* **BRIEF**
Using the entries below, write out the line with "Task: drop a dot on every instance of the child, one", the line with "Task: drop a dot on every instance of the desert", and every line in between, exactly as each is written.

* **DATA SHOWN**
Start of Block
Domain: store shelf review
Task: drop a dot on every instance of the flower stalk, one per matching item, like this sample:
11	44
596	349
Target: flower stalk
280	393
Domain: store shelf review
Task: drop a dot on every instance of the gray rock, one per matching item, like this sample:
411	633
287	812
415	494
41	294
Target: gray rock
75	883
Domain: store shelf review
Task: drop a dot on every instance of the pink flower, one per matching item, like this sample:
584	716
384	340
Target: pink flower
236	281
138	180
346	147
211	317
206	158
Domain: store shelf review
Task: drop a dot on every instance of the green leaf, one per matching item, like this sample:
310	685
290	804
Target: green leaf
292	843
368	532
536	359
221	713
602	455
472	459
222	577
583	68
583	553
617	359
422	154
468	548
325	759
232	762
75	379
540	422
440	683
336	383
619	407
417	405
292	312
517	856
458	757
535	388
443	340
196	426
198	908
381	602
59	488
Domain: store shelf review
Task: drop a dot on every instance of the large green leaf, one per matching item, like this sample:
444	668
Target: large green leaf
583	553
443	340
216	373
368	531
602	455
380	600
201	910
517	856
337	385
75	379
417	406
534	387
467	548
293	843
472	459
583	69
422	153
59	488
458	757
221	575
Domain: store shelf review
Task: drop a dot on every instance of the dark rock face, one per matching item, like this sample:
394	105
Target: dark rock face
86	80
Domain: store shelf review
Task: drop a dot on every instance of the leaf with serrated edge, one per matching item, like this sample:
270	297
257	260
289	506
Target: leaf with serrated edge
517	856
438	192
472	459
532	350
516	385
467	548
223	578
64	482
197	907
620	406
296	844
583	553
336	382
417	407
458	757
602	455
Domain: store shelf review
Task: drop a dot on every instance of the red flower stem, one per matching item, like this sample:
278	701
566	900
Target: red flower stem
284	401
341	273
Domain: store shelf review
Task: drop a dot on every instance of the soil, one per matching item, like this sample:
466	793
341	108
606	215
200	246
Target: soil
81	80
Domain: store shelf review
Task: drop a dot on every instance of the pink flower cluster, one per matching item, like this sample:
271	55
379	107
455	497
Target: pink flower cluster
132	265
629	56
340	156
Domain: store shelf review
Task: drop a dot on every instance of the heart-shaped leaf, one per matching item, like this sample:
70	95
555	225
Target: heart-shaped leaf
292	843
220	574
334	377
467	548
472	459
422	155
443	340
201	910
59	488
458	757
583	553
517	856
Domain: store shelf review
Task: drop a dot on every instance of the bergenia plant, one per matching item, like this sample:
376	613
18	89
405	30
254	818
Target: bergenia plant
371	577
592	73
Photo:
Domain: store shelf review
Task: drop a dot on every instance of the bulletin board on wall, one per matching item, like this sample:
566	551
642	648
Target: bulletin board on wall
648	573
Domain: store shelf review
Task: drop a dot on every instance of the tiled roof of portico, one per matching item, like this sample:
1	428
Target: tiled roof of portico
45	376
End of Block
Start of Block
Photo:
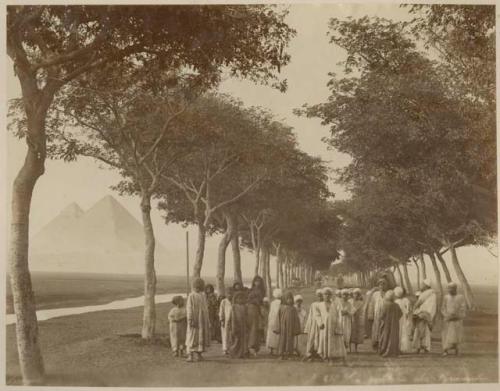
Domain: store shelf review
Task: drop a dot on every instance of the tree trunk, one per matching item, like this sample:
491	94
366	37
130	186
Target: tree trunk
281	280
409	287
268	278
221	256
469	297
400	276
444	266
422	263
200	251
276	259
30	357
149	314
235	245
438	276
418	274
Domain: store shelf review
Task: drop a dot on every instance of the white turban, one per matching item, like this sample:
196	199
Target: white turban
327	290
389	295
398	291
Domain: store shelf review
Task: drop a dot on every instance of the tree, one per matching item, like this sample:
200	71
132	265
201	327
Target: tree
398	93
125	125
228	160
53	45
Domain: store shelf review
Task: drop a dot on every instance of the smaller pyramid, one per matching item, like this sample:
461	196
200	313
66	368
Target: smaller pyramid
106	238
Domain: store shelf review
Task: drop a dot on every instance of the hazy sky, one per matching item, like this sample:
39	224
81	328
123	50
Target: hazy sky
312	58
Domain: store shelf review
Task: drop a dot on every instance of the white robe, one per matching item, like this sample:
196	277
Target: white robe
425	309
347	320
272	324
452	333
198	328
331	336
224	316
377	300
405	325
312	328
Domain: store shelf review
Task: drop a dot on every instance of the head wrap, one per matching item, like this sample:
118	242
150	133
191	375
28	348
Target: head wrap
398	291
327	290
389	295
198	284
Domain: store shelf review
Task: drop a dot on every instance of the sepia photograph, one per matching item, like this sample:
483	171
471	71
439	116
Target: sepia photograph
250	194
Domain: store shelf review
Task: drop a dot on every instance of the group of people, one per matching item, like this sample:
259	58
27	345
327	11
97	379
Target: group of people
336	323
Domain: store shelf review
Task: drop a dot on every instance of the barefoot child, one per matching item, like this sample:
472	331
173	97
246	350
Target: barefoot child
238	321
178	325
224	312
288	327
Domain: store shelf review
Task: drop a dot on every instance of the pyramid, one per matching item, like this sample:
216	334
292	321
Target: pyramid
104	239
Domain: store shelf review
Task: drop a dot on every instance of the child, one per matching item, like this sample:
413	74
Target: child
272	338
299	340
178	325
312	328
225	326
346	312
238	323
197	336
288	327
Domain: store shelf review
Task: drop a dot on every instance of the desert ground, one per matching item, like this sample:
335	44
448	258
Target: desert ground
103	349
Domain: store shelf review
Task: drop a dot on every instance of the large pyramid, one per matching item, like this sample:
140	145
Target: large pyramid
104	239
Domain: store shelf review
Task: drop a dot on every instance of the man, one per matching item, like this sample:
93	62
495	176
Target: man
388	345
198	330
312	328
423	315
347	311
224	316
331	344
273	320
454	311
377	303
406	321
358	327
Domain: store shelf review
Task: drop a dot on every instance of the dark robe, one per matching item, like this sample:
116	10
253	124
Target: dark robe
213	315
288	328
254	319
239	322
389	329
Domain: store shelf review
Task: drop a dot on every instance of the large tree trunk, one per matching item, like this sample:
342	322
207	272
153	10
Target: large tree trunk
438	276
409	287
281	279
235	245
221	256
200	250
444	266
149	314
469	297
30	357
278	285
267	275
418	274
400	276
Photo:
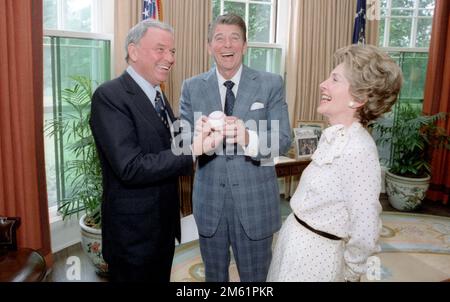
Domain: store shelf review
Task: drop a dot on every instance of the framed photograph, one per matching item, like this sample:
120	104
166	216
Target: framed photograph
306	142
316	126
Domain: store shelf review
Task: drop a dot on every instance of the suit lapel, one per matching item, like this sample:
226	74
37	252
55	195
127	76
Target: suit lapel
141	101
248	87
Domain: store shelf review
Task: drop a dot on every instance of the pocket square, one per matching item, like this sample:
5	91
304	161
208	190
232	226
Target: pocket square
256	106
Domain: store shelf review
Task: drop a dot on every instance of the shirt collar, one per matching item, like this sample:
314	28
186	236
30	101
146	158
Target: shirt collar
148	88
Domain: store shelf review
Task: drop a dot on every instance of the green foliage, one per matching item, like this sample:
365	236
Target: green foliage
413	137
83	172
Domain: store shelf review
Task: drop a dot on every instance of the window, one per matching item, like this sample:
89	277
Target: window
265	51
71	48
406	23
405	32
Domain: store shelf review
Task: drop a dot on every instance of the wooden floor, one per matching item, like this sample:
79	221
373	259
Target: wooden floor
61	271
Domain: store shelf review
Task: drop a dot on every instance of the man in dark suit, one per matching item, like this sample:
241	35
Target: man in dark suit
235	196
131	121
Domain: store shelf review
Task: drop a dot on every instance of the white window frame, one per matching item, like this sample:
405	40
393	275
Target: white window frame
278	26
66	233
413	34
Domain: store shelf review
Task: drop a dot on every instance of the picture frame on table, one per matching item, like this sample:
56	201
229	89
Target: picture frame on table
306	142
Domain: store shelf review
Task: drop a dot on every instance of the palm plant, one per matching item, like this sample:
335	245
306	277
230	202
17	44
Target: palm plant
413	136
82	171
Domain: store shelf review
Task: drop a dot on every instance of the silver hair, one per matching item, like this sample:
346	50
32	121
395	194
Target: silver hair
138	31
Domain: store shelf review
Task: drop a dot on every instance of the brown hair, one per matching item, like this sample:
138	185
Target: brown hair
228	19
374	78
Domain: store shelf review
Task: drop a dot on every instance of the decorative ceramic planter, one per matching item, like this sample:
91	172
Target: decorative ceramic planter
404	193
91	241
End of Block
* **WRITTEN RESPONSE**
Task: drop a dot on every instance of the child, one per matching item, like this sample:
413	74
Target: child
272	338
299	340
178	325
312	328
225	326
346	312
238	323
197	336
288	327
Domain: store shelf review
Task: drop a dot on every instance of the desert ground, one per matching item, like this sample:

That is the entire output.